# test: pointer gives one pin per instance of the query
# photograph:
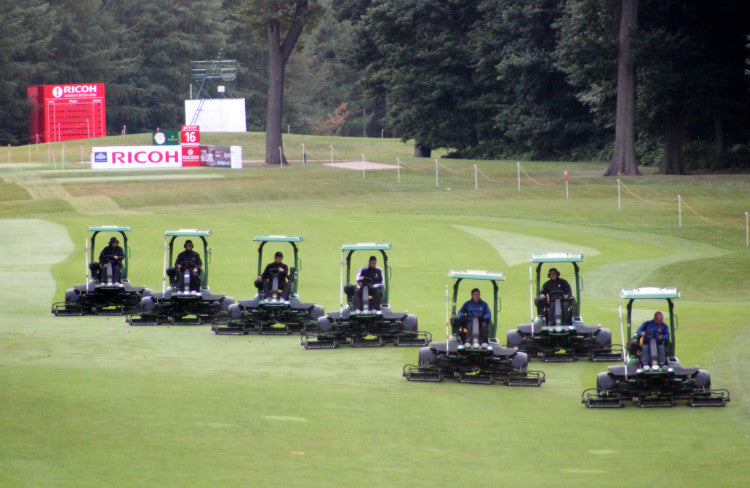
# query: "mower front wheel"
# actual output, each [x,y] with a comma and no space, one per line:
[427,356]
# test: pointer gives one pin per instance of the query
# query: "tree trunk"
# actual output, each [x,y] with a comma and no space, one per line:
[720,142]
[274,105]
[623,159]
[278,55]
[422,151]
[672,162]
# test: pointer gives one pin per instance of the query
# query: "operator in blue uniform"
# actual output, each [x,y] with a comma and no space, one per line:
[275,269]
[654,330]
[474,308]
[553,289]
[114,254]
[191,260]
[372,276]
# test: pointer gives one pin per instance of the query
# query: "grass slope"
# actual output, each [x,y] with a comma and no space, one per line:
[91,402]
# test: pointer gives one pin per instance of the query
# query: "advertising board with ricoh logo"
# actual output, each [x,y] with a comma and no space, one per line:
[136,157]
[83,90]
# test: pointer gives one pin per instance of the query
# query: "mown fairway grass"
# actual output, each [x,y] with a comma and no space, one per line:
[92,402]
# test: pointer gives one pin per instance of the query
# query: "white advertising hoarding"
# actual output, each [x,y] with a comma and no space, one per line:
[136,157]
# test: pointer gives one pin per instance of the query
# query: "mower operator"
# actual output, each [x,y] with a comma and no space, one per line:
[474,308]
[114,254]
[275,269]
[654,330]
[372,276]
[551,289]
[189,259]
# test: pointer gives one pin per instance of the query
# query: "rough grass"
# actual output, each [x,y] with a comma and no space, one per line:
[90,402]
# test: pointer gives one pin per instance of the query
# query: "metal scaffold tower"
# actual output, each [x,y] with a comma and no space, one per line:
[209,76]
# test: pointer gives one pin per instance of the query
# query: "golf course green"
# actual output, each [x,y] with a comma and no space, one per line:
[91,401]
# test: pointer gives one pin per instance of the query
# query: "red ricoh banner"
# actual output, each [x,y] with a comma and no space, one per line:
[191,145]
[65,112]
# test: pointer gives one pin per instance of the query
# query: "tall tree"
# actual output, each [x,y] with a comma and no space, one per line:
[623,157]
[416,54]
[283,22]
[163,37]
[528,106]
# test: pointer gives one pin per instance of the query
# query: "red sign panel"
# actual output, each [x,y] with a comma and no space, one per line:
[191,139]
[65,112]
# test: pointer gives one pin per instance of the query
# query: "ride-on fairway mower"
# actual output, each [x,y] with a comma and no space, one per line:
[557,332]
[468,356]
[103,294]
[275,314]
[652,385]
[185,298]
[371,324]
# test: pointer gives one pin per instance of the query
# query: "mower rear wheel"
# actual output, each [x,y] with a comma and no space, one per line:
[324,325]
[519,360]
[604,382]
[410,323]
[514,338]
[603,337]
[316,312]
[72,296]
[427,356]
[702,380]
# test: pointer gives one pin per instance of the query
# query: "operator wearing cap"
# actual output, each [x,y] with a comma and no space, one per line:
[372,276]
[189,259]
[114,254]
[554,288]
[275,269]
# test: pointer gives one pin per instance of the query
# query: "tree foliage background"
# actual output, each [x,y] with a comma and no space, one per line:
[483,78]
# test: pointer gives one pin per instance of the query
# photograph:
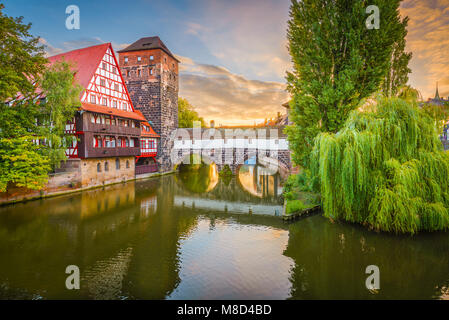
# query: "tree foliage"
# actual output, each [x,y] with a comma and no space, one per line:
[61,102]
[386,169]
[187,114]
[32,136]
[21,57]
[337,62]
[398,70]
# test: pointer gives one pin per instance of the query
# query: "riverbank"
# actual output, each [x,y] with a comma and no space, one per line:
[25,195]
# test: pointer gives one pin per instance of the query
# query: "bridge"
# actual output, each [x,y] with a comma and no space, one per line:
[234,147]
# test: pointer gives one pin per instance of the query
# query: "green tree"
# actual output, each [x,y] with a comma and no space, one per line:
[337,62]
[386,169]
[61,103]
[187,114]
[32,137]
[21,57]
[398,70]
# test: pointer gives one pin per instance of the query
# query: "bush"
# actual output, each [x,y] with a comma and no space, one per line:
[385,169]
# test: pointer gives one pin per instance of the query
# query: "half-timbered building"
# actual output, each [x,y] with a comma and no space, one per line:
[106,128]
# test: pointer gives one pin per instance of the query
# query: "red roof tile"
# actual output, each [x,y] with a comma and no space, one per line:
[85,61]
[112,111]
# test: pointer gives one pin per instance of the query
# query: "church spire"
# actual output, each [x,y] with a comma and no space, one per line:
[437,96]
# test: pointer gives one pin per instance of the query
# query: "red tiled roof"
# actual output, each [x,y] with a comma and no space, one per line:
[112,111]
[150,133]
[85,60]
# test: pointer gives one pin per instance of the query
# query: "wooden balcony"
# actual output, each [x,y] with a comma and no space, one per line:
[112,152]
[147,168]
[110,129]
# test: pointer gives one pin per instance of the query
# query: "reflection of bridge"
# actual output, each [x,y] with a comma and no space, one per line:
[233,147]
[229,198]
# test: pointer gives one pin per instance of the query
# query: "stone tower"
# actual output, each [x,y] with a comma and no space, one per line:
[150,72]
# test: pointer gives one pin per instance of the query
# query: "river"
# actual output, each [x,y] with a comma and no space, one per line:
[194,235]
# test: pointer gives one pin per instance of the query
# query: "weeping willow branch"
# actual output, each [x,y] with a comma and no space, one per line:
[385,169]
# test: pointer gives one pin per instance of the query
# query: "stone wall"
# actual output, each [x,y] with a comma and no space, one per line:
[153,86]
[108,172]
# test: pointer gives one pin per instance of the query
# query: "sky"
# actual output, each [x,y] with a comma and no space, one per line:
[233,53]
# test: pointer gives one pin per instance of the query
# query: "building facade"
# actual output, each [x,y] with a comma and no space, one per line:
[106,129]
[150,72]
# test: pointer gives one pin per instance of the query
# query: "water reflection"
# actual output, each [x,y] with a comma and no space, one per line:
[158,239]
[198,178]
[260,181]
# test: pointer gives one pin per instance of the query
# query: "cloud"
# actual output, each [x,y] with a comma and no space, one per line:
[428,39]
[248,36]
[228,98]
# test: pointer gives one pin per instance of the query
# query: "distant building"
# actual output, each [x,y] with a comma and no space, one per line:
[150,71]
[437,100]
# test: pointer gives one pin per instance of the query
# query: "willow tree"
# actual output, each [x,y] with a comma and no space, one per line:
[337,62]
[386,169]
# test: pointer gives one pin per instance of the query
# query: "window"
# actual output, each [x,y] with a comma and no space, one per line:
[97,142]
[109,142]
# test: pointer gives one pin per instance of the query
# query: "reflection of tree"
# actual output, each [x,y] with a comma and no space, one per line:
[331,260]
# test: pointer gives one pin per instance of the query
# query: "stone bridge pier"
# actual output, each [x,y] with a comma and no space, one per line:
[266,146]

--

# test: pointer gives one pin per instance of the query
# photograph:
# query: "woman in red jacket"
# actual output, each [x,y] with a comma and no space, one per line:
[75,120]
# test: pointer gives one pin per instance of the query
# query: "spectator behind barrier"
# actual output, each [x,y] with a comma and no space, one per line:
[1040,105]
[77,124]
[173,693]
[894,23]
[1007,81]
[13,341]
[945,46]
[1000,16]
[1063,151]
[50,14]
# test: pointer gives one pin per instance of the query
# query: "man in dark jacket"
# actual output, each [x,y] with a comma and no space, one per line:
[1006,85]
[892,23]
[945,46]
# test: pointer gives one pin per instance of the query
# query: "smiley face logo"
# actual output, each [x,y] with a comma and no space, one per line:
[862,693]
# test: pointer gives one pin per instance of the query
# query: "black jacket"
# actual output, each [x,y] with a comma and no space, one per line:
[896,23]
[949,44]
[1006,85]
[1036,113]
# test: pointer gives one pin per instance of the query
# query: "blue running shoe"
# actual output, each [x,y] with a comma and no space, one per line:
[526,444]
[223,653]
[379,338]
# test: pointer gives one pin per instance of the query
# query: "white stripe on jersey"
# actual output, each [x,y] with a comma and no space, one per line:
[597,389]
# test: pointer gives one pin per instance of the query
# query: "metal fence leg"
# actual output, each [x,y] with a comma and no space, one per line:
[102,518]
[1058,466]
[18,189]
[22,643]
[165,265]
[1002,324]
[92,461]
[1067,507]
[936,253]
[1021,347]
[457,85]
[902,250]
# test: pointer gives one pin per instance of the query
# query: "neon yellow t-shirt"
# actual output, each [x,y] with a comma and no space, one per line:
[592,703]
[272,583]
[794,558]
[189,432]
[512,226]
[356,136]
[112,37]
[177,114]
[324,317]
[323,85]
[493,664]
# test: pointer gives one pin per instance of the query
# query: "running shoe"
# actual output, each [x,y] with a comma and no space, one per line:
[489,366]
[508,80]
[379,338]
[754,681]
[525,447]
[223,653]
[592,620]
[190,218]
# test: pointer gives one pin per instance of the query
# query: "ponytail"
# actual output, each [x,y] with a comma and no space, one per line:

**REQUIRED WORK**
Tally the lines in the items above that contain the string "shoe", treating case as significant. Reply with the number alone.

**TASK RESULT**
2